Record excerpts →
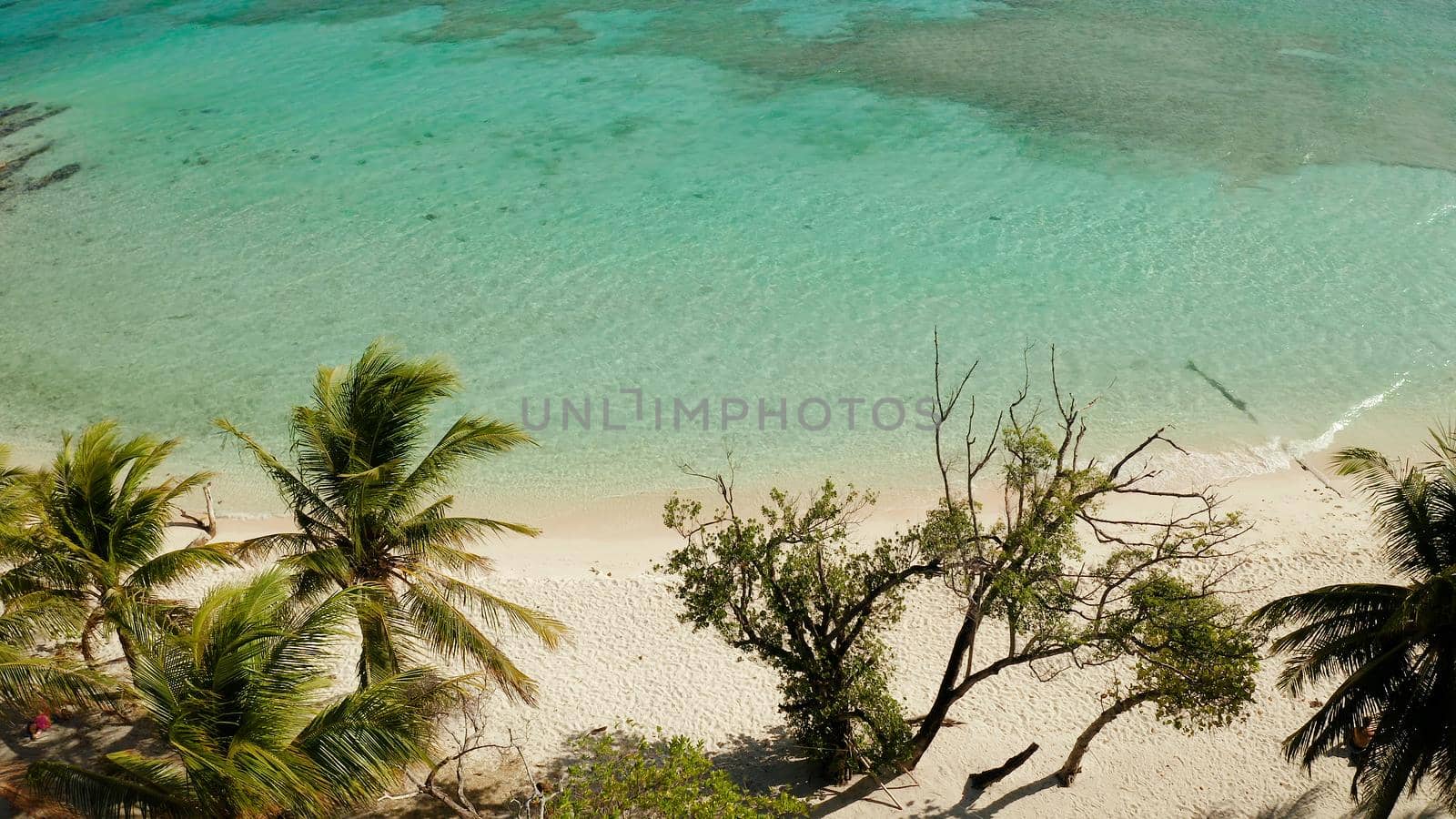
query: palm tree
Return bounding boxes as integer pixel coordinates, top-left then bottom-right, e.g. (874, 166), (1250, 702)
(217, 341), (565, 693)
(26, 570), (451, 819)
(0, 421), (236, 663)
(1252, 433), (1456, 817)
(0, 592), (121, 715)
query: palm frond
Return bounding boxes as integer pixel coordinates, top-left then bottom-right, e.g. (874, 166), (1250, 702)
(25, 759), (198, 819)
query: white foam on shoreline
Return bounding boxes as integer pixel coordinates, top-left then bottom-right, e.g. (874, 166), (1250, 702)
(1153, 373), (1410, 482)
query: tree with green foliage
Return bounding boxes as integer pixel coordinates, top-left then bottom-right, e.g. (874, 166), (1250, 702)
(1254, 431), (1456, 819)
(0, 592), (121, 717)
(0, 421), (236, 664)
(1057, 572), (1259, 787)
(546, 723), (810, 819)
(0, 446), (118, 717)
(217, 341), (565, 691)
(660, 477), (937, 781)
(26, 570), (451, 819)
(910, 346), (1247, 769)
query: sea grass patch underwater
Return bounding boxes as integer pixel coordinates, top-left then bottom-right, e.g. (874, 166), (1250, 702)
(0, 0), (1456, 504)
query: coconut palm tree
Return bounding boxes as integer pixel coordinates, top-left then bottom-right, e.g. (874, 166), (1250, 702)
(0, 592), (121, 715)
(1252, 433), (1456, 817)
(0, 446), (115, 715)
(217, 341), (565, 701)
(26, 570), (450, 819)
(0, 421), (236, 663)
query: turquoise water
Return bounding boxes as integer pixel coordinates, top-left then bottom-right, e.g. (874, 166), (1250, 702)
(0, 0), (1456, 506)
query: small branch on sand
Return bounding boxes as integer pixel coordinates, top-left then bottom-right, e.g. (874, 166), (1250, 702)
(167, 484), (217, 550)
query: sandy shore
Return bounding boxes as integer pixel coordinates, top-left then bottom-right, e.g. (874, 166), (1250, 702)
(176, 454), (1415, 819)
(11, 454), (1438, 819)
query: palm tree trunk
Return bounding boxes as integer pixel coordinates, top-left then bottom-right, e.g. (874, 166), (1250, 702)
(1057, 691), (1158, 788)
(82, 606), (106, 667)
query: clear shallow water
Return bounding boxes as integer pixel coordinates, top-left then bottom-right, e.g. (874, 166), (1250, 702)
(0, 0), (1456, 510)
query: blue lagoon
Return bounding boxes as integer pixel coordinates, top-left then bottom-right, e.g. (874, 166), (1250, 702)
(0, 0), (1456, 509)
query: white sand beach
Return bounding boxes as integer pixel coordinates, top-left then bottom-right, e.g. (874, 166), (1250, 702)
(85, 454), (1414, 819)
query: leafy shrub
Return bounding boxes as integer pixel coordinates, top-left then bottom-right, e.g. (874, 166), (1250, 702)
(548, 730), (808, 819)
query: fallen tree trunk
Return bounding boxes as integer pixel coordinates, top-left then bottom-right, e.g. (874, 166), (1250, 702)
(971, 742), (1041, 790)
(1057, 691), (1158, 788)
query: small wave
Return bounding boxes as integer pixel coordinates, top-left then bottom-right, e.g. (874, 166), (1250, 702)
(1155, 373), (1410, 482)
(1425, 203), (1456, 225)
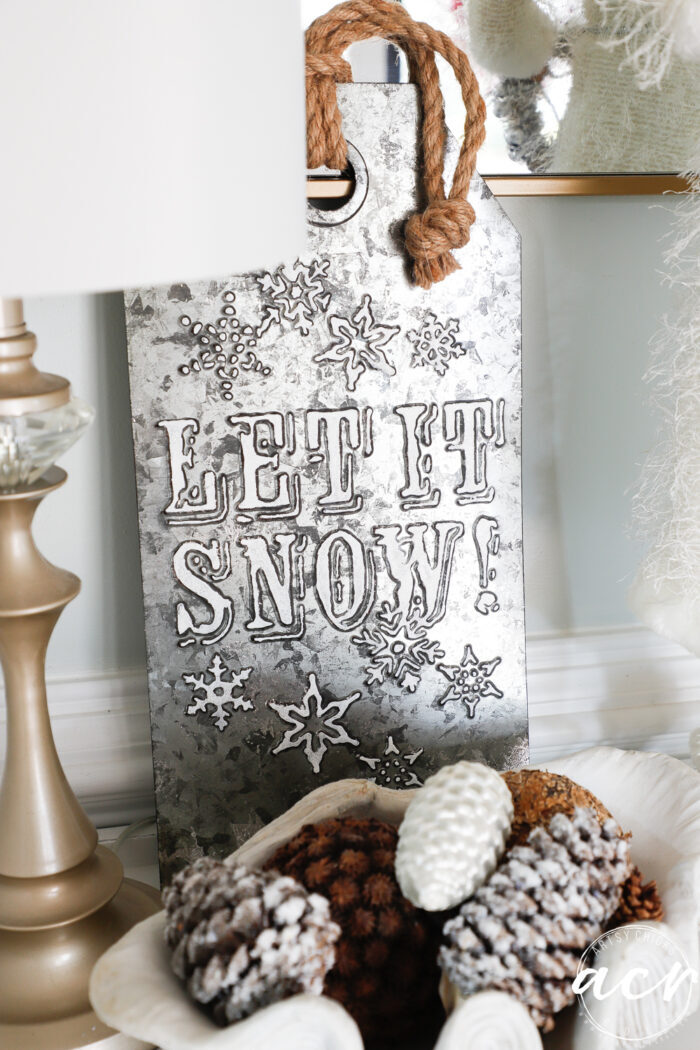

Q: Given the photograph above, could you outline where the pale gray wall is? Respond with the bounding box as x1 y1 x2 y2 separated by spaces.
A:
* * *
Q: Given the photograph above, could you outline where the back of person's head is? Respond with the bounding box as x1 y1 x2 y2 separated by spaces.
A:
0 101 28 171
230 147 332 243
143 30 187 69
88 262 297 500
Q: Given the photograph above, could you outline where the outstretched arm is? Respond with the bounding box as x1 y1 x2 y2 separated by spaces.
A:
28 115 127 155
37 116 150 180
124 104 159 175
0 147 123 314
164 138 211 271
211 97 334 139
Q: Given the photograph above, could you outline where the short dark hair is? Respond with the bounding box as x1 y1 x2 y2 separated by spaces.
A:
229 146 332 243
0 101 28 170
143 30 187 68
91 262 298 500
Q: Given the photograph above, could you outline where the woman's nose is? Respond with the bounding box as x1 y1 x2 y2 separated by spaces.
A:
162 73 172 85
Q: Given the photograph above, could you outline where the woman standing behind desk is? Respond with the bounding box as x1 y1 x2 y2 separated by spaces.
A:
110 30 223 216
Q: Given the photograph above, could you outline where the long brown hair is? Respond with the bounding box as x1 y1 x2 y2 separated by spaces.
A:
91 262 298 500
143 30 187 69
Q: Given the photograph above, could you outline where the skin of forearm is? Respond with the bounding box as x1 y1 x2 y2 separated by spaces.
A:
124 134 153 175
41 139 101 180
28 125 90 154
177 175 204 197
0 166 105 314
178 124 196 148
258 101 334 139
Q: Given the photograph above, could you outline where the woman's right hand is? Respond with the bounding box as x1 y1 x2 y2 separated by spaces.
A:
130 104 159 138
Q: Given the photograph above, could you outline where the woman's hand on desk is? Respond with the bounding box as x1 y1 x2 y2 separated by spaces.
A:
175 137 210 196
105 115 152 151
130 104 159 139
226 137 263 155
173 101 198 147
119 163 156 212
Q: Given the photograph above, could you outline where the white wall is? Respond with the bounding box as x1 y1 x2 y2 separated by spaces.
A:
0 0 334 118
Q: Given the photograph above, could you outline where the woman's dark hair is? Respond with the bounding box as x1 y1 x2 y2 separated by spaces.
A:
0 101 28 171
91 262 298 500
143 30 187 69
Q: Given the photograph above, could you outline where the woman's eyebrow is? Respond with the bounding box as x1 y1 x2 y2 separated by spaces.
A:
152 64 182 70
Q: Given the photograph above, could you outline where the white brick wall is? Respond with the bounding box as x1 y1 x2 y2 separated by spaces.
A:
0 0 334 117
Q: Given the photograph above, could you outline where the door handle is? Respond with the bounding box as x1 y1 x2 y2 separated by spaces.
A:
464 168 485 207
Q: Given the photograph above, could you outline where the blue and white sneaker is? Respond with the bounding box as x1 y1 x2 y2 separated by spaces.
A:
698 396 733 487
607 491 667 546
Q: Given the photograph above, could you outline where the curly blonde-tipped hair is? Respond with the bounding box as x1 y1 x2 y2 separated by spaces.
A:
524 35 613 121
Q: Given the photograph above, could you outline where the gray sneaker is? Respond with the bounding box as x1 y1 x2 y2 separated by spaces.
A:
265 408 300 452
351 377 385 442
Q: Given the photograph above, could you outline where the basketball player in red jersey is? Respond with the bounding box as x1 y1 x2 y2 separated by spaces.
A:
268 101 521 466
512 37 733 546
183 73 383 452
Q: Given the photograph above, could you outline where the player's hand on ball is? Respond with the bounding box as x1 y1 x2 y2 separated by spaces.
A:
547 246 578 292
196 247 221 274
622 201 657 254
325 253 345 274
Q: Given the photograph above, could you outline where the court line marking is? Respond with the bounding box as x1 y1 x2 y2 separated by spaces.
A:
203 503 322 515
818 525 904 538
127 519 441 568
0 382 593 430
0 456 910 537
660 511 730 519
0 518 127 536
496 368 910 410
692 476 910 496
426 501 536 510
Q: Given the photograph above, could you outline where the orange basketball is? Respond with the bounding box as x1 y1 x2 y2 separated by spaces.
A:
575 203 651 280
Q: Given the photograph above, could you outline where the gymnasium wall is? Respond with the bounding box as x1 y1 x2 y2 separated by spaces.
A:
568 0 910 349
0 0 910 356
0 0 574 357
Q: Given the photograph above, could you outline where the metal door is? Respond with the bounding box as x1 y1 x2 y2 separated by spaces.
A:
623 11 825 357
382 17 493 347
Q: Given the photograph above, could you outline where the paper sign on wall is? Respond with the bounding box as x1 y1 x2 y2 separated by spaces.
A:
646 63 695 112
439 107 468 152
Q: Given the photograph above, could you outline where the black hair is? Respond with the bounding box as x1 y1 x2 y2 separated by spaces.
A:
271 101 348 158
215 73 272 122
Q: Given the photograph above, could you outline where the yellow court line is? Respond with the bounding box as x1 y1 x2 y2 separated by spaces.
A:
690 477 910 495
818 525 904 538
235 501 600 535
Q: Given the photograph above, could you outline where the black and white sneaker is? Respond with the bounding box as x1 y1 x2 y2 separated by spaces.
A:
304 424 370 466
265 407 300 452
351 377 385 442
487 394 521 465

Directions → Please put the lines of the listing between the ones holding "the black hair" and "487 394 521 465", inclusive, into a Markdown table with the columns "Row" and "Line", giving each line a row number and leaving out any blank lines.

Exercise result →
| Row | Line |
|---|---|
| 1 | Q: Given the photograph above, could you outline where the black hair is? Respond with the bounding box as x1 y1 x2 y2 separated by spaces. |
| 2 | A: |
| 3 | 271 101 348 158 |
| 4 | 215 73 272 122 |
| 5 | Q: Given the photograph above, could you outline where the yellow court line is? Respond with the bounding box as x1 y1 x2 y2 separated by spaces. |
| 6 | A: |
| 7 | 690 477 910 495 |
| 8 | 818 525 904 538 |
| 9 | 235 501 600 535 |
| 10 | Q: Given the photograph above, could you outline where the black and white sneaker is? Respond with the bounding box as x1 y1 x2 y2 separated by spaces. |
| 11 | A: |
| 12 | 304 424 370 466 |
| 13 | 265 407 300 452 |
| 14 | 351 377 385 442 |
| 15 | 487 394 521 465 |